今週は、青山の国連大学前で毎週末開催されています、ファーマーズ・マーケットのHidden Story。
青山の国連大学前広場。普段は何もない空間に、毎週土曜日と日曜日、野菜などを販売するマーケットが出現します。
「ファーマーズ・マーケット」。
その始まりを、メディア・サーフ・コミュニケーションズ株式会社の田中佑資さんに伺いました。
うちの会社は、『TOKYO DESING FLOW』というプロジェクトをずっとやっていて、「都市での生活、都市におけるデザインというのは、どういう役割なのか」とか、「(どういう)流れ(なのか)」をイベントとかフリーペーパーに表現してきたんですけど、東京っていう街は食べることに関して、いろんな食が集まっているんですけど、生産する現場との距離があって、乖離(かいり)がすごくあって。「食べ物とかって身近な自然だと思うので、そういうものに触れ合える場所を作りたいよね」というのは、みんなの意識にあって。
最初にマーケットが開催されたのは、2008年の秋。
会場は、表参道にある商業施設の前でした。
田中さん、そして、竹田潤平さんは当時をこう振り返ります。
ジャイルっていう表参道にある商業施設というかファッションビル、ちょうど表参道とキャットストリートがぶつかるところにあるビルの1階だったんですけど、シャネルとかブルガリが1階に入ってて、「おっ」というところの下で野菜を売り始めたんですね。
ディレクター:そこに農家さんというのはギャップがありましたね。
それがでも面白かったのかなとは思いますよね。
だから、今でこそ広がってますけど、表参道界隈ではそこでしかやってなかった。

· · · ·

問題 = ファーマーズ・マーケットについての文章を、最後の文の後から書き進めてください。

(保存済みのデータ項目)
· · · ·

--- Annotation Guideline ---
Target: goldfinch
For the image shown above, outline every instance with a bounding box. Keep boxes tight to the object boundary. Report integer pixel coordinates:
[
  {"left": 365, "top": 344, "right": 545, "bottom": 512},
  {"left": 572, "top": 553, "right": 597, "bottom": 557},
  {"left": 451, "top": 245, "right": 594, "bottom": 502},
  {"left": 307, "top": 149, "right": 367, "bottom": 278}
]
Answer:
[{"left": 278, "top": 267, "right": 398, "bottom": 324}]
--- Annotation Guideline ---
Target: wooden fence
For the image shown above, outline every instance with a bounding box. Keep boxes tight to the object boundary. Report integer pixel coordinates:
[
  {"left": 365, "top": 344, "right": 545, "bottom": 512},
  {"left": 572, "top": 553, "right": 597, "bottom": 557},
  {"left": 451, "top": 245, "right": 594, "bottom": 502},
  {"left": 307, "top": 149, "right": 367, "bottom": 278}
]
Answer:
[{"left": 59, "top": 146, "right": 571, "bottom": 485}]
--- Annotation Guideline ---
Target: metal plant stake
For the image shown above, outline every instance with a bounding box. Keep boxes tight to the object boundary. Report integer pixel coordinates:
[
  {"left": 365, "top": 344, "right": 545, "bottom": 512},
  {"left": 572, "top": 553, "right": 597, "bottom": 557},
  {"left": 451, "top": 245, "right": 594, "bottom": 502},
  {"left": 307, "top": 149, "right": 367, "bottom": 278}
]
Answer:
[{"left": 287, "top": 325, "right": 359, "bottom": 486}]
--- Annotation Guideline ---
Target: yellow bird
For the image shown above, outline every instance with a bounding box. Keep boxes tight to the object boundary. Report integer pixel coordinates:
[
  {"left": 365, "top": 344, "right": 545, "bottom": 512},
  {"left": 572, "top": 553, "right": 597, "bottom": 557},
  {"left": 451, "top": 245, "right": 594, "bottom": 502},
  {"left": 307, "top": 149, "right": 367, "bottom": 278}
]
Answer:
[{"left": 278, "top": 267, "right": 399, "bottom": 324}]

· · · ·

解答 =
今はいろんなところでやってるじゃないですか、全然なかったですよね。
まずは月1回のペースで開催。
しかし、チームにはもっと高い目標がありました。
月1回・2回というのはイベントじゃないですか。
やっぱり日常には、なり得ないので「毎週やりたいな」と思っていたんですね。そしたら、農林水産省が「マルシェ・ジャポンっていう、対面型の市場に対する助成事業をやります」というのがあって、そこに応募して、それに選ばれることができて、国連大学前で毎週始まることになったんですね。だから、相当な急ピッチで成長した。1年後には毎週やることになったわけですから。しかも、毎週やるのが立ち上がりのときに、30軒。一気に。
ジャイルが6店舗だったんで、5倍に。
5倍になってペースが2倍になったんで、10倍くらいですよね。だから、果たして、出展してくれる人が毎週集まるのかと。
大変でしたね。本当に大変でした。
土曜日の朝6時半。スタッフの朝はこんな風に始まります。
重りを降ろす。トラックにいろいろモノが乗ってるんで、テントとか机とか。朝5人くらいですね。20キロのおもりだけでも200個あるんで。4トンを毎日動かしてるんですよ。
テントを広げて、テントの足におもりをつけて、テーブル並べて。
普通のイベントだったらイベント会社が入ってやると思うんですけど、僕らはそういうことはせずに、出来なかったっていうのもあるんですけど(笑)。でも、そこをやり続けているのも間違いなく自信につながっているというか、基本的には朝、自分たちの手でハンドメイドで会場を作ってるんで、それが自信になってるよね。うん。
屋外でのマーケット。
最も問題となるのは、風。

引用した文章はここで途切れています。